▶ [WHAT YOU NEED TO DO] Return each line of the items below that contains the string "window". Case counts.

[BEGIN MATERIAL PROVIDED]

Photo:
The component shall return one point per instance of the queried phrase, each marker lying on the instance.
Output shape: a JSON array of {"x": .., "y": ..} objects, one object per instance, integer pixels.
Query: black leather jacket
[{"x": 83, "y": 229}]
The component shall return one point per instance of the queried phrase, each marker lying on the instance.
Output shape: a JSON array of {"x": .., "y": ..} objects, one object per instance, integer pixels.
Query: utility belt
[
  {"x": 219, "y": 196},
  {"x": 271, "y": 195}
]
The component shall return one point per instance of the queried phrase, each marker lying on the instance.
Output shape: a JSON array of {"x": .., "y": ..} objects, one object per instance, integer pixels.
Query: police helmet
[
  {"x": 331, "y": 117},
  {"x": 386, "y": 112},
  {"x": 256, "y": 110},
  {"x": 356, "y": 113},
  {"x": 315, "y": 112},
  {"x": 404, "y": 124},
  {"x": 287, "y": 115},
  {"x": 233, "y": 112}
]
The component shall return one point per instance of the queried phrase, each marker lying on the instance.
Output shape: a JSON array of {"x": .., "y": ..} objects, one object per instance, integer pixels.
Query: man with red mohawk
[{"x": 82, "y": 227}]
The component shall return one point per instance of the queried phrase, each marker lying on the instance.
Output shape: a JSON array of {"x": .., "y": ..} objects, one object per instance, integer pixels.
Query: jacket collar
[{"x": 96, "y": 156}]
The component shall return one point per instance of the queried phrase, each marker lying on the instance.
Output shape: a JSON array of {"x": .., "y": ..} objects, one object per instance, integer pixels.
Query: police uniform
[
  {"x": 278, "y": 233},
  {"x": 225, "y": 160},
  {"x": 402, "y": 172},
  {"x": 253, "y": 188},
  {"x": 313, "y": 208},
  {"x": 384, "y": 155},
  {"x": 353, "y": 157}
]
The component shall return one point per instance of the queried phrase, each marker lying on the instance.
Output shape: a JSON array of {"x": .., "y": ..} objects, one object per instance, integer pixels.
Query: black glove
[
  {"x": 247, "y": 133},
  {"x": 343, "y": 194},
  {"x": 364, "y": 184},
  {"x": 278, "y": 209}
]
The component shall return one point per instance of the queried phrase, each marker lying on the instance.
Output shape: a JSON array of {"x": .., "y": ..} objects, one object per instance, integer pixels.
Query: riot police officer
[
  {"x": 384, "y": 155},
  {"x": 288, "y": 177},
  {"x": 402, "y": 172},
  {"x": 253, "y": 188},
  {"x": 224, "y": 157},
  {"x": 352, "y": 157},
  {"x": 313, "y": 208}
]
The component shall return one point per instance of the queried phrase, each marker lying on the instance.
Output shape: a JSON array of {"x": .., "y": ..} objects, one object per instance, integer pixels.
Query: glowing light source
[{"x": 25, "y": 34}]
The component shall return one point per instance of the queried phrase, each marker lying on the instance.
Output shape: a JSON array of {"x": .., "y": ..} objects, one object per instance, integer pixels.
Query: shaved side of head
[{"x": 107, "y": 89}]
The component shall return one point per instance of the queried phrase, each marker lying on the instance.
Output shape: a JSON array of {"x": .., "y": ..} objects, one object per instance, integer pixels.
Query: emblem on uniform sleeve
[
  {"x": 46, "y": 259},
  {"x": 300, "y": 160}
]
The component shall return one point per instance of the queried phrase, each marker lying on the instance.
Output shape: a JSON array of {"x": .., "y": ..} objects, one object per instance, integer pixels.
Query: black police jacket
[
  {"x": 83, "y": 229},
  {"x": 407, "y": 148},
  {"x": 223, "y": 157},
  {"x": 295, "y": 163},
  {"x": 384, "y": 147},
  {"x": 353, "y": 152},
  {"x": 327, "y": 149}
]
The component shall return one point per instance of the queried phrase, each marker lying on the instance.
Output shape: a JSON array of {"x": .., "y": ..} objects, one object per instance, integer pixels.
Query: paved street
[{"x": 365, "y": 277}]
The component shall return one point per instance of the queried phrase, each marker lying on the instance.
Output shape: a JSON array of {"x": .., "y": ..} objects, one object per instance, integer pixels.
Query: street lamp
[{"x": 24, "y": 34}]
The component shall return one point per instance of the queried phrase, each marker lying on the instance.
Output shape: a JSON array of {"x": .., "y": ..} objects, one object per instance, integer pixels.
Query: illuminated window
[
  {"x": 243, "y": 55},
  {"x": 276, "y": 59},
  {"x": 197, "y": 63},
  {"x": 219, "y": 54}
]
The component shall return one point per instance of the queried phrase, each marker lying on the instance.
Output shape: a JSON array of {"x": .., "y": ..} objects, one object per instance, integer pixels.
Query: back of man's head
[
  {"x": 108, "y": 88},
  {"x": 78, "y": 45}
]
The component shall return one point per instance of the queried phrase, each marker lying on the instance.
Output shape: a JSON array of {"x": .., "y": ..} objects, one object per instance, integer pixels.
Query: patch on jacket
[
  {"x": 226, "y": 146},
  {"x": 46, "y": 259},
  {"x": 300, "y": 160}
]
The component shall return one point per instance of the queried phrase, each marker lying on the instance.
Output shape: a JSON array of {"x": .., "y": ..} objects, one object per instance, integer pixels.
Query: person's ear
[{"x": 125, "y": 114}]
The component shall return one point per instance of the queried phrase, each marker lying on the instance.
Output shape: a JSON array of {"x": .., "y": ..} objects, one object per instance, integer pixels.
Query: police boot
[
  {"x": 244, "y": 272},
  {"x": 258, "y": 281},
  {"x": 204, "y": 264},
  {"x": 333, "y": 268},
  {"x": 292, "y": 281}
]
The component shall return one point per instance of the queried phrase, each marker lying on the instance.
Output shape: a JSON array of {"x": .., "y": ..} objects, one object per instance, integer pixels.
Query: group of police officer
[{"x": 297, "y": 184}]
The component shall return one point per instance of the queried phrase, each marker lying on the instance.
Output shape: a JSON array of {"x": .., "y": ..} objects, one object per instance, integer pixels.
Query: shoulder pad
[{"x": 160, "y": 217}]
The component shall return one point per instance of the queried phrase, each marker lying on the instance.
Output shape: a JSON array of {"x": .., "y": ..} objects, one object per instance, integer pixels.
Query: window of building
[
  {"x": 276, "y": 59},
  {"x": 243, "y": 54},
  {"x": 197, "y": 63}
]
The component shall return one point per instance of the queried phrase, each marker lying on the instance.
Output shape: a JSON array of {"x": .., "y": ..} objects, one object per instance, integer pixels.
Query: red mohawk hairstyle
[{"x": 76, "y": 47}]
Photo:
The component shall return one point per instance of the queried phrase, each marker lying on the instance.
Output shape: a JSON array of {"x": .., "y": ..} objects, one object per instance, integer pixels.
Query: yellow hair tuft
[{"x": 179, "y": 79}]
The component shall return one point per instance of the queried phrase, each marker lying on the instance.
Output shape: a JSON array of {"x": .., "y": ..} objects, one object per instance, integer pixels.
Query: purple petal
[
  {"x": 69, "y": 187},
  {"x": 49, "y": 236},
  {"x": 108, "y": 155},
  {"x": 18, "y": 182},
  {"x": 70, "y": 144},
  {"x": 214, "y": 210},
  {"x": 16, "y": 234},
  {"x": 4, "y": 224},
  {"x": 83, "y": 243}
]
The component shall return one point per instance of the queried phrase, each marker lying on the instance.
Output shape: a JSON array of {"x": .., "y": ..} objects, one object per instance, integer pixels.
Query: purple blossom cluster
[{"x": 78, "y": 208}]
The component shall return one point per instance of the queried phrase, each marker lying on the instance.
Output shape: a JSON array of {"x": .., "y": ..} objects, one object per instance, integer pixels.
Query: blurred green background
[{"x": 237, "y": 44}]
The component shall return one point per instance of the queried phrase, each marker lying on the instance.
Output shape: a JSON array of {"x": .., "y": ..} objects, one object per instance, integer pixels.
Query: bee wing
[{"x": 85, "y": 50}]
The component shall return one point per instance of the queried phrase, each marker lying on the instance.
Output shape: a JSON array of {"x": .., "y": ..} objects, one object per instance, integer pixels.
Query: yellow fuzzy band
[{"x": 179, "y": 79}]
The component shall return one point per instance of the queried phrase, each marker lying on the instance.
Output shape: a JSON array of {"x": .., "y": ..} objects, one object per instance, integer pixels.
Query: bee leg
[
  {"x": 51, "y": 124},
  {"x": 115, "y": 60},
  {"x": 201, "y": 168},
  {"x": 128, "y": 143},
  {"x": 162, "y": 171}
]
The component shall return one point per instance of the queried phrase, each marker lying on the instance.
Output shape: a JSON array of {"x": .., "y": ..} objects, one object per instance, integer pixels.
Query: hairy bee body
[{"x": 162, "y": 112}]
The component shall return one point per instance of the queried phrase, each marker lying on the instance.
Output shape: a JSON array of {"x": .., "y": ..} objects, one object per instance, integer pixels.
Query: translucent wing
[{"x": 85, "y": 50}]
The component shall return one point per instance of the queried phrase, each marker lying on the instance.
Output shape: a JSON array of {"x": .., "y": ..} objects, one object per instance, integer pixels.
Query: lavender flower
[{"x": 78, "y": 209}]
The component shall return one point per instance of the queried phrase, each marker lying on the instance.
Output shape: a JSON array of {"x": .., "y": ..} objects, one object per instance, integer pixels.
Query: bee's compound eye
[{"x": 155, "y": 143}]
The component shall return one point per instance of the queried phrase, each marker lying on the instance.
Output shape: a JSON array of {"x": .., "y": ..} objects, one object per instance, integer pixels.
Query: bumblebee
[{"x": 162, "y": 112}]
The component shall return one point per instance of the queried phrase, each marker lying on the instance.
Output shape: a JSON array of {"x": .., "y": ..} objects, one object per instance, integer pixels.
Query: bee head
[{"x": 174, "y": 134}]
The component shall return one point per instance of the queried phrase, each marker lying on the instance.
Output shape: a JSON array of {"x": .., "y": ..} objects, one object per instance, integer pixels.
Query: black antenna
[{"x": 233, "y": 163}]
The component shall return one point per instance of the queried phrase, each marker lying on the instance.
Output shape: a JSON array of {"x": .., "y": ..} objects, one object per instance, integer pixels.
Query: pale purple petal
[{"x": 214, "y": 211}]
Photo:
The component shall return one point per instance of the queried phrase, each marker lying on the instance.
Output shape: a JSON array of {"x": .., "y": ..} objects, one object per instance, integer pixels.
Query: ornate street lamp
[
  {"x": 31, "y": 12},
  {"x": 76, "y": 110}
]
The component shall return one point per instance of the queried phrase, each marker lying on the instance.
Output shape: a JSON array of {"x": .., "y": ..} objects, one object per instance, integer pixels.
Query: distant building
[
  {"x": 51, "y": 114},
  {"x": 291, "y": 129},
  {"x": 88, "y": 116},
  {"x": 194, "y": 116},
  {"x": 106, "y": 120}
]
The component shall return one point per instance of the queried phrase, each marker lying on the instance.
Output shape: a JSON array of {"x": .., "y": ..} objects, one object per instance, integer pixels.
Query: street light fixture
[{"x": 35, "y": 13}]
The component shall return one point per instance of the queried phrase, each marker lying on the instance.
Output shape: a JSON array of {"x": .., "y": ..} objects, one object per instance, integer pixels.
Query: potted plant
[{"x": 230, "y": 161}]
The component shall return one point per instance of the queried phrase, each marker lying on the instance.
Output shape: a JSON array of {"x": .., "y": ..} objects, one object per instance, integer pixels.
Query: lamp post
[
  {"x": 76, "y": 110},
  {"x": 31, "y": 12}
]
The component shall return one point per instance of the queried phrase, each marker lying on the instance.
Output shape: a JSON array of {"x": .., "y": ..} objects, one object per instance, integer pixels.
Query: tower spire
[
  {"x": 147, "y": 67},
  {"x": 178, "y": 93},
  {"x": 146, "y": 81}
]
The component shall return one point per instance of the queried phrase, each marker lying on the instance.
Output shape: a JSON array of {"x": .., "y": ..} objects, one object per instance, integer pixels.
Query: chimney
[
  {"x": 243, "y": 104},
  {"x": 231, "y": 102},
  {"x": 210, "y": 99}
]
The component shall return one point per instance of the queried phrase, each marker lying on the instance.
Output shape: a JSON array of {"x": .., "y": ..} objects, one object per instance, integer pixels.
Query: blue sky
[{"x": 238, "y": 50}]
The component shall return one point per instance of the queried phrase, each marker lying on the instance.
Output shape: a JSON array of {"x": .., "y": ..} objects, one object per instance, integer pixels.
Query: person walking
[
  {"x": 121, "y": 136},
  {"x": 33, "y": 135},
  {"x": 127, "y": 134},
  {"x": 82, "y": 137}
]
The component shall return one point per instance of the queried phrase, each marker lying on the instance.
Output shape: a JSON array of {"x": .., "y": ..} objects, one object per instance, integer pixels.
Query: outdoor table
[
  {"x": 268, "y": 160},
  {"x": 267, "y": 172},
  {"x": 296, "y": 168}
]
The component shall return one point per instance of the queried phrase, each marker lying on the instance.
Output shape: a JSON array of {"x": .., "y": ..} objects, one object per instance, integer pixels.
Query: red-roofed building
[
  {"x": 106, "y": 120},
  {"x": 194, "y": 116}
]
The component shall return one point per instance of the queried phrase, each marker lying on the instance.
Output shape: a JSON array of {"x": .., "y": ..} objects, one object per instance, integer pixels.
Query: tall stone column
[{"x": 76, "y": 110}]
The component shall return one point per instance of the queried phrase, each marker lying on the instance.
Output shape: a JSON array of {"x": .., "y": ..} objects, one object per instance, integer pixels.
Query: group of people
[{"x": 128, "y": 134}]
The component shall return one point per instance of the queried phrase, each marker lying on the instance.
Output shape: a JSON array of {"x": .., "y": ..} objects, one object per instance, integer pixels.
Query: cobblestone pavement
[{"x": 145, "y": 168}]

[END MATERIAL PROVIDED]

▶ [IN RESPONSE]
Query: illuminated window
Query: window of building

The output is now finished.